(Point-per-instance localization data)

== Segment start ==

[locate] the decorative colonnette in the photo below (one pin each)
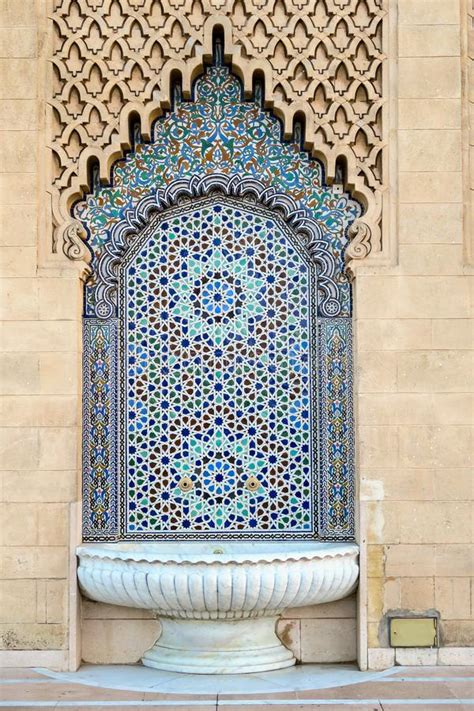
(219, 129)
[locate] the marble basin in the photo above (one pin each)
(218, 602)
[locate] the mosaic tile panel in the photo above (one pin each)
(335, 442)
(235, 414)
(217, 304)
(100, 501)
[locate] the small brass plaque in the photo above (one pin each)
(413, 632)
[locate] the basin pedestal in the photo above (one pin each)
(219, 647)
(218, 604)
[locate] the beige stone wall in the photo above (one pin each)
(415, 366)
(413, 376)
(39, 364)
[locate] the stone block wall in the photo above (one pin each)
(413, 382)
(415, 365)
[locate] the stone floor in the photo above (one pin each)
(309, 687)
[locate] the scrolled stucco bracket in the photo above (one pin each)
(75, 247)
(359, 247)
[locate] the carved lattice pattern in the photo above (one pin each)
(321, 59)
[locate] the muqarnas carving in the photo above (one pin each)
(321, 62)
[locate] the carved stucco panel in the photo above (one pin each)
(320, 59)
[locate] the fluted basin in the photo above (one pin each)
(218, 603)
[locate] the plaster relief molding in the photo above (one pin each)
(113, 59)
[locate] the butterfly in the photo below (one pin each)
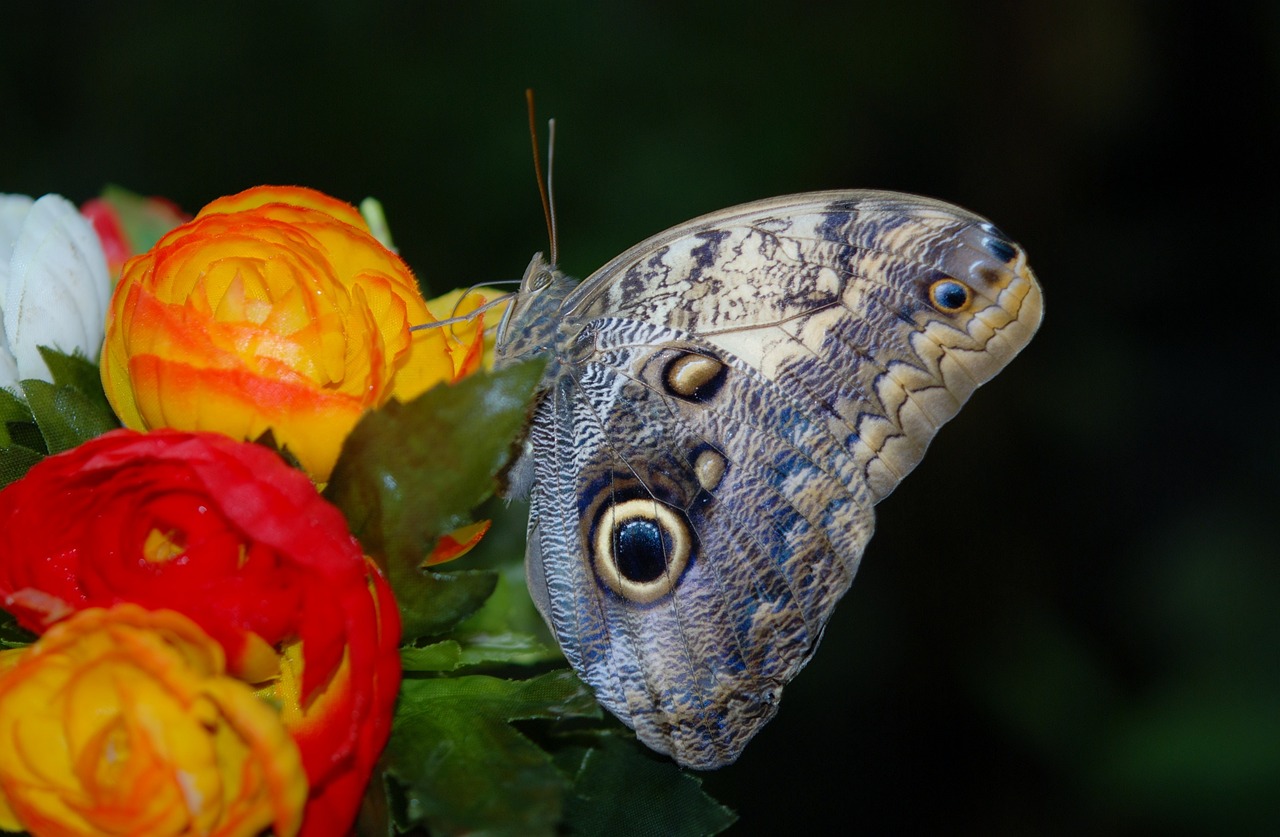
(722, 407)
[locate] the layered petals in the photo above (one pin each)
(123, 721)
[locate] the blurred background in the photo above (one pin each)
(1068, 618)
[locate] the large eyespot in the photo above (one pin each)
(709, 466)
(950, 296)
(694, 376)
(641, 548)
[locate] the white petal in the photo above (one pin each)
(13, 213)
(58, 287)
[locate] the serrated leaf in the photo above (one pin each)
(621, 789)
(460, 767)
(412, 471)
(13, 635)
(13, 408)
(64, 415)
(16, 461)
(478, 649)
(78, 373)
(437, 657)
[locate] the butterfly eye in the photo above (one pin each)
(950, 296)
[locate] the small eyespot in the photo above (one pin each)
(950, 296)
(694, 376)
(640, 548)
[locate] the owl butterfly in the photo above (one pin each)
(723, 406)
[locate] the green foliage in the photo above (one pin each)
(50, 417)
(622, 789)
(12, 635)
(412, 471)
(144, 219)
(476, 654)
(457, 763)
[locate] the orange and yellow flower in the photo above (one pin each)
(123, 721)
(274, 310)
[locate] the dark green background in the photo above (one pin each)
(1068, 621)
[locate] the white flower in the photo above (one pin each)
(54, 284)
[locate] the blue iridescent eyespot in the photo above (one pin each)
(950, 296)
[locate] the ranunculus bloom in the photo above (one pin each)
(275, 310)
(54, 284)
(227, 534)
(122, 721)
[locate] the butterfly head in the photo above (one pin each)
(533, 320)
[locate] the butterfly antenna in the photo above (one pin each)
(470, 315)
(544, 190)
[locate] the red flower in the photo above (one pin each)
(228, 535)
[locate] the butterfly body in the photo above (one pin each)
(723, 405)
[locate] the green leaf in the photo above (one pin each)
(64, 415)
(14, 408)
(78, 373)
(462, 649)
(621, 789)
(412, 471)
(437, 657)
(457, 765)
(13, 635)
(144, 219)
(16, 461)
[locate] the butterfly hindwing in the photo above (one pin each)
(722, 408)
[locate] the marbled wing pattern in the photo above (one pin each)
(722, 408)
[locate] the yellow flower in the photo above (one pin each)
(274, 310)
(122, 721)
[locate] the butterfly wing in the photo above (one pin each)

== Segment end ==

Every line above is to be repeated exactly, but no picture is to appear in the copy.

> [ANSWER TO THIS EXERCISE]
[locate] the decorative colonnette in the photo below (one pin each)
(219, 129)
[locate] the marble basin in the photo above (one pin each)
(218, 602)
[locate] the mosaic tile panel in the photo above (one pin each)
(335, 442)
(235, 414)
(217, 304)
(100, 501)
[locate] the small brass plaque in the photo above (one pin each)
(413, 632)
[locate] the basin pedestal in the photo above (one pin each)
(219, 647)
(218, 604)
[locate] the beige stone wall in the photo above (one pin each)
(415, 366)
(413, 376)
(39, 364)
[locate] the stone block wall in the photo above (one pin each)
(413, 382)
(415, 365)
[locate] the stone floor in the photo above (one pin each)
(309, 687)
[locate] the scrolled stucco bracket in the photo above (one pin each)
(75, 247)
(359, 247)
[locate] the carved lattice pattern in the photo above (one pin each)
(321, 59)
[locate] the muqarnas carving in the photo above (one pin each)
(321, 62)
[locate] the carved stucco panel in the photo above (one pin each)
(320, 59)
[locate] the fluted basin in the photo above (one pin each)
(218, 603)
[locate] the plaster relief molding in the photo above (one pin each)
(113, 59)
[locate] the butterfly in the photo below (one pin each)
(722, 407)
[locate] the layered petals in the photo above (one pin each)
(123, 721)
[locate] the blurred background in the photo above (one pin each)
(1068, 618)
[locate] the large eyespot in the photo above (one pin each)
(709, 466)
(950, 296)
(694, 376)
(641, 548)
[locate] the white petal in the photo above (one pin each)
(13, 213)
(58, 287)
[locate] the serrated leaf in the photo above (one pin each)
(621, 789)
(460, 767)
(412, 471)
(13, 635)
(13, 408)
(64, 415)
(16, 461)
(478, 649)
(78, 373)
(437, 657)
[locate] the butterfly eye in the photo above (one pin each)
(950, 296)
[locate] the small eyespot in the photo above (one pin each)
(950, 296)
(694, 376)
(640, 548)
[locate] the owl butterfly in the photo above (one pin each)
(723, 406)
[locate] the green foliage in the photo above (one pin each)
(50, 417)
(622, 789)
(12, 635)
(412, 471)
(144, 219)
(476, 654)
(457, 763)
[locate] the orange and yellow flower in the photo above (one pin each)
(123, 721)
(274, 310)
[locate] the dark green background in the photo above (one pin each)
(1068, 621)
[locate] the white flower in the photo above (one pin each)
(54, 284)
[locate] the blue iridescent eyespot in the photo above (one pin each)
(950, 296)
[locate] the ranunculus bloom in the photo above (one pin each)
(275, 310)
(54, 284)
(227, 534)
(122, 721)
[locate] the butterfly head in the photo above (one pin each)
(533, 320)
[locate] the butterfly antenna in the photo above (one pin each)
(470, 315)
(544, 190)
[locate] the red flower in the photo above (one pin each)
(228, 535)
[locate] the butterfly body in the photo above (one pin each)
(723, 405)
[locate] the green leaf in the photo above (one pin each)
(64, 415)
(14, 408)
(78, 373)
(462, 649)
(621, 789)
(412, 471)
(437, 657)
(457, 765)
(13, 635)
(144, 219)
(16, 461)
[locate] the butterfly hindwing in the photo above (one pin each)
(722, 408)
[locate] the marbled wing pattern in the photo above (one pin each)
(722, 408)
[locate] the yellow flower in the photo above (one pin each)
(274, 310)
(122, 721)
[locate] the butterfly wing in the photo above (one pin each)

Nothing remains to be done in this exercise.